■ **SET PROBLEM 1**
In the Ankahee film article, what was the film's original title?
■ **SET PROBLEM 2**
Write out the passage of the Ankahee film article between "Ankahee is a" and "director Vikram Bhatt.", inclusive, word for word.

■ **TEXT SECTION**
━━━━━━━━

- Theatrical release poster
- Directed by: Vikram Bhatt
- Screenplay by: Yash-Vinay
- Dialogues by: Girish Dhamija
- Story by: Vikram Bhatt
- Produced by: Pritish Nandy Rangita Pritish Nandy
- Starring: Aftab Shivdasani Ameesha Patel Esha Deol
- Cinematography: Pravin Bhatt
- Edited by: Diwakar Bhonsle Virendra Gharse
- Music by: Pritam
- Distributed by: Pritish Nandy Communications
- Release date: 19 May 2006;
- Running time: 151 minutes
- Country: India
- Language: Hindi

= Ankahee (2006 film) =

Ankahee is a 2006 Indian Hindi-language romantic thriller film directed by Vikram Bhatt starring Aftab Shivdasani, Ameesha Patel and Esha. The film was originally titled Aakhir. It is based upon the life of former Miss Universe Sushmita Sen, who was publicly in a relationship with Indian film director Vikram Bhatt.

━━━━━━━━

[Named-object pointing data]
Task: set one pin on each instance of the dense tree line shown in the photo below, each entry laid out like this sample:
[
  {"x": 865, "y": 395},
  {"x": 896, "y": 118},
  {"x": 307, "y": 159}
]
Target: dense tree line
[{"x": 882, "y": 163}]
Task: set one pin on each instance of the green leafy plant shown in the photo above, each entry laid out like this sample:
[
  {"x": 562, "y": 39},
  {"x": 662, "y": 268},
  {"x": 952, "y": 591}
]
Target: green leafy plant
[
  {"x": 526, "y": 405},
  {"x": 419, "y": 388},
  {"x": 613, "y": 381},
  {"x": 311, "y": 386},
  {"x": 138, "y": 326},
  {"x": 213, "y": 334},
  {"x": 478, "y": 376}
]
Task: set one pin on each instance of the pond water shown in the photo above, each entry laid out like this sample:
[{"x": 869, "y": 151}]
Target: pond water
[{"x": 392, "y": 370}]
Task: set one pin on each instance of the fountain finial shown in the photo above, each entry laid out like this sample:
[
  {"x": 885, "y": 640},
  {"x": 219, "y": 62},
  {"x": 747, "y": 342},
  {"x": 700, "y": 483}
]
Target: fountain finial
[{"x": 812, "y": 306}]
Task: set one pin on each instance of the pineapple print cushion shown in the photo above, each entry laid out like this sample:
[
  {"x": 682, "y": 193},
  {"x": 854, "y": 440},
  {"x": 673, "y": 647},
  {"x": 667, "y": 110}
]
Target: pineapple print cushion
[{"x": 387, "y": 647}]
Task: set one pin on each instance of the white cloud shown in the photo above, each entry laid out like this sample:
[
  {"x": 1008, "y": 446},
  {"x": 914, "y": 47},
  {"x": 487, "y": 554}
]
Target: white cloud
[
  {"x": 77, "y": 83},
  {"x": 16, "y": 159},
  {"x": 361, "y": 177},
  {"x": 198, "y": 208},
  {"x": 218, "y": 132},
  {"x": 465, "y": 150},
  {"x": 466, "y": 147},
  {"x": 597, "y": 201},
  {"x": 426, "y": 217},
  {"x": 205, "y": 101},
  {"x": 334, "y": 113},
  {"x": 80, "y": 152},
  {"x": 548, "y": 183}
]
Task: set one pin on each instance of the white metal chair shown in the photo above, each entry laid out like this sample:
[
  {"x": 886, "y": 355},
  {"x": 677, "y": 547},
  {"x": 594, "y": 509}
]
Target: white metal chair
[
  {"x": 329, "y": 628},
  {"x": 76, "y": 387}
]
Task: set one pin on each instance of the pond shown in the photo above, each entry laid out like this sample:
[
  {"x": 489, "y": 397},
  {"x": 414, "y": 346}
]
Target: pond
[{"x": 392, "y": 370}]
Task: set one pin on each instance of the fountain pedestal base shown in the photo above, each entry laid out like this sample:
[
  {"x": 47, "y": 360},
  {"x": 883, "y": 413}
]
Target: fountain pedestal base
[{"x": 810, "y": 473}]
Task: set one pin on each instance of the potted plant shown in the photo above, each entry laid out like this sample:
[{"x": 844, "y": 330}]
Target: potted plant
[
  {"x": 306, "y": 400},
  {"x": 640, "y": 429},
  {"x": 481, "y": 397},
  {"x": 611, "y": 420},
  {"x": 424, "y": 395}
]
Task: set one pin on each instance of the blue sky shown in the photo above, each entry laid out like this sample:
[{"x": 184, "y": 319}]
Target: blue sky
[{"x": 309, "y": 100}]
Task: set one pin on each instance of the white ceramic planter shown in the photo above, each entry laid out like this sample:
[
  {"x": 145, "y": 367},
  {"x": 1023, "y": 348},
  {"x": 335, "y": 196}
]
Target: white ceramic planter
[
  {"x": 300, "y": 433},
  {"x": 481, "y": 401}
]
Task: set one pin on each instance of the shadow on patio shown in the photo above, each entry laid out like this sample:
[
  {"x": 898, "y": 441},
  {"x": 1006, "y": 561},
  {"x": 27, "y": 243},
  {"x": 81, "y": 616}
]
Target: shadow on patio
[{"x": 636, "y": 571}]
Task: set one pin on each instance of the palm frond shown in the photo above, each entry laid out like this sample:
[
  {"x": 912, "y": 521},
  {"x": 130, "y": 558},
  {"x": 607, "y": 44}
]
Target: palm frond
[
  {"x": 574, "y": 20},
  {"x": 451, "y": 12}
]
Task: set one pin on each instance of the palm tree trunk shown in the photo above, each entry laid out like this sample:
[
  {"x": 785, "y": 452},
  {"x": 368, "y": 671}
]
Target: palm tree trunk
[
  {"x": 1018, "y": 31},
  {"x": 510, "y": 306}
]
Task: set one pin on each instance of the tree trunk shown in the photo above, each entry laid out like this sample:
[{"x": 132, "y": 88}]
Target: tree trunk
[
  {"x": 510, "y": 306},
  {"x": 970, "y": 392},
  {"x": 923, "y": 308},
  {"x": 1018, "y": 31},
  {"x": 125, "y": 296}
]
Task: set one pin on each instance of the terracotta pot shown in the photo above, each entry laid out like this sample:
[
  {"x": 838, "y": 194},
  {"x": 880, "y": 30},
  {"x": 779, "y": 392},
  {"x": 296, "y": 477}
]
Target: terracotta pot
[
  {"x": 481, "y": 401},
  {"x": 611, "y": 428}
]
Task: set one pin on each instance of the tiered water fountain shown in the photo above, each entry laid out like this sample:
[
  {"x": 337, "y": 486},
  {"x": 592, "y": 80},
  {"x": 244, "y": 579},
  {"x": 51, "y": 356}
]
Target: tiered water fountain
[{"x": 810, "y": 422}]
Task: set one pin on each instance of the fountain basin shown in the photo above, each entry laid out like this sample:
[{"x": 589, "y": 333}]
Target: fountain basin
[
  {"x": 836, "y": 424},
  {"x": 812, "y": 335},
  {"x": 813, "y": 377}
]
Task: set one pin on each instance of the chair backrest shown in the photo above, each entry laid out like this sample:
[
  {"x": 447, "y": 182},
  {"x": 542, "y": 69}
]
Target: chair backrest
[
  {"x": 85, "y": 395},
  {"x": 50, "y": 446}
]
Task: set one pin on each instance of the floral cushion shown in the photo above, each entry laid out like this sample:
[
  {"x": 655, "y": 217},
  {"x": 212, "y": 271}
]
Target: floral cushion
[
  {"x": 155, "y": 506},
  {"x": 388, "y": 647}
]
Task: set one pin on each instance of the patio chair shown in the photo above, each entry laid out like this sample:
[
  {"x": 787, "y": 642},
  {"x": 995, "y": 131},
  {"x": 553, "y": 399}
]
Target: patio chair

━━━━━━━━

■ **FULL ANSWER 1**
Aakhir

■ **FULL ANSWER 2**
Ankahee is a 2006 Indian Hindi-language romantic thriller film directed by Vikram Bhatt starring Aftab Shivdasani, Ameesha Patel and Esha. The film was originally titled Aakhir. It is based upon the life of former Miss Universe Sushmita Sen, who was publicly in a relationship with Indian film director Vikram Bhatt.